Given information =
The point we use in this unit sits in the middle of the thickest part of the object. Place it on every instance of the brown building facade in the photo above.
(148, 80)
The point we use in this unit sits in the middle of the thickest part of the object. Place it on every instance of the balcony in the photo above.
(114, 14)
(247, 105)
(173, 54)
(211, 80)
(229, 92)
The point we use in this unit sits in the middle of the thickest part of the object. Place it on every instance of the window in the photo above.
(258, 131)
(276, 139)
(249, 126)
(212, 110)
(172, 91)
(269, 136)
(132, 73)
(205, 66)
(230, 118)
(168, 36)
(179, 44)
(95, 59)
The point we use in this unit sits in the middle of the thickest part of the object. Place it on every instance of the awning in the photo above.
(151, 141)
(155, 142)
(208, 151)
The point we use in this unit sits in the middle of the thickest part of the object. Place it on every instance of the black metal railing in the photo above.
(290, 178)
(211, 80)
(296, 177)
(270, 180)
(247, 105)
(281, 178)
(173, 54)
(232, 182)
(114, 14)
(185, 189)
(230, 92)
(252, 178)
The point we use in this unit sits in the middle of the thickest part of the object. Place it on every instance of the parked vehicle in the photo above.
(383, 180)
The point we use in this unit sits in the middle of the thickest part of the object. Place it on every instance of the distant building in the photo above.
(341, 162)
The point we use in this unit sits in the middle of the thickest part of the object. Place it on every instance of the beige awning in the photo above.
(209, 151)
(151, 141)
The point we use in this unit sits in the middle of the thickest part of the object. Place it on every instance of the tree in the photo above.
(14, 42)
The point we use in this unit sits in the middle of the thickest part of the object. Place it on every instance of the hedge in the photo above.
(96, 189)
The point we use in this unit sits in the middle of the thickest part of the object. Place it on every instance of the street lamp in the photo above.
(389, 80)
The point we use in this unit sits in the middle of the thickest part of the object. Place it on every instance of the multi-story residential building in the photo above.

Exercise goal =
Reproduce all of the material above, swapping "thickest part" for "widest part" wherever it occurs. Leave everything else unchanged.

Exercise solution =
The point we use in this unit sits in the middle of the widest part of the object. Place it on every instance of the brown building facade in the photo above.
(148, 80)
The point we use in this unit sits in the middle of the widest part of the object. Place it on every instance of the balcony in the photo above.
(114, 14)
(247, 105)
(173, 54)
(211, 80)
(229, 92)
The point we use in this unit sits in the middle of the widest part of the object. Place it on every instance of the window in the photo above.
(258, 131)
(276, 139)
(249, 126)
(212, 110)
(172, 91)
(269, 136)
(132, 73)
(205, 66)
(230, 118)
(168, 36)
(179, 44)
(95, 59)
The point we use in this unit sits in the middle of the widest part of the object. Place it on every instance of the awning in the photo above.
(151, 141)
(155, 142)
(208, 151)
The point we use in this unit sits in the middle of the widest part of the object. Place it on every instance of the black metal railing in the photo above.
(290, 178)
(211, 80)
(296, 177)
(270, 180)
(247, 105)
(281, 178)
(173, 54)
(232, 182)
(114, 14)
(185, 189)
(230, 92)
(252, 178)
The point we use in this unit sits in the middle of the widest part of the object. Place it on every instance of the parked vehicle in the photo above.
(383, 180)
The point we use in this unit sits in the middle of the widest part of the object. Place it on every instance of the distant building in the photo above.
(341, 162)
The point we use in this unit sits in the middle of the widest part of the object. Place it on every instance of the beige awning in the photo above.
(209, 151)
(151, 141)
The point we use in this unit sits in the middle of the widest part of the object. Place it on every instance of the tree in the photo above.
(14, 42)
The point we use in this unit sits in the middle of the widest part of the object. Place it on every instance of the hedge in the photo above.
(96, 189)
The point we use in this unit sits in the middle of the widest part of the object. Place it on every instance of the street lamp in the photo above.
(389, 80)
The point we use in this unit sits in the middle of the widest part of the object. Place it on every instance of the multi-story residential building in the photo above.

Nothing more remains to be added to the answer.